» **The request**: Recast every line of the records below as a JSON list of strings, one string per line, skipping any blank lines. Leave the pictures out of the answer.

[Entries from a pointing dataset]
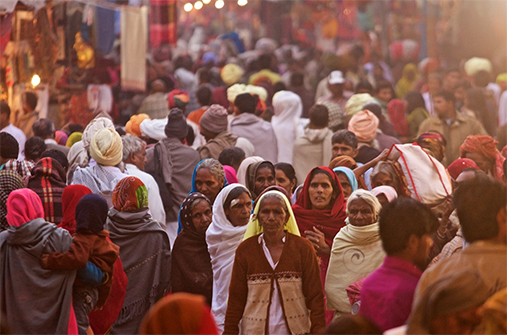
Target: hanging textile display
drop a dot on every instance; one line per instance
(134, 42)
(163, 21)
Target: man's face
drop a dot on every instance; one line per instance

» **Answer**:
[
  "Target: hanging textile display",
  "drop a dot on every instance; one line per instance",
  "(134, 42)",
  "(163, 21)",
  "Target: man's face",
  "drop a dot on every instance; one line per instance"
]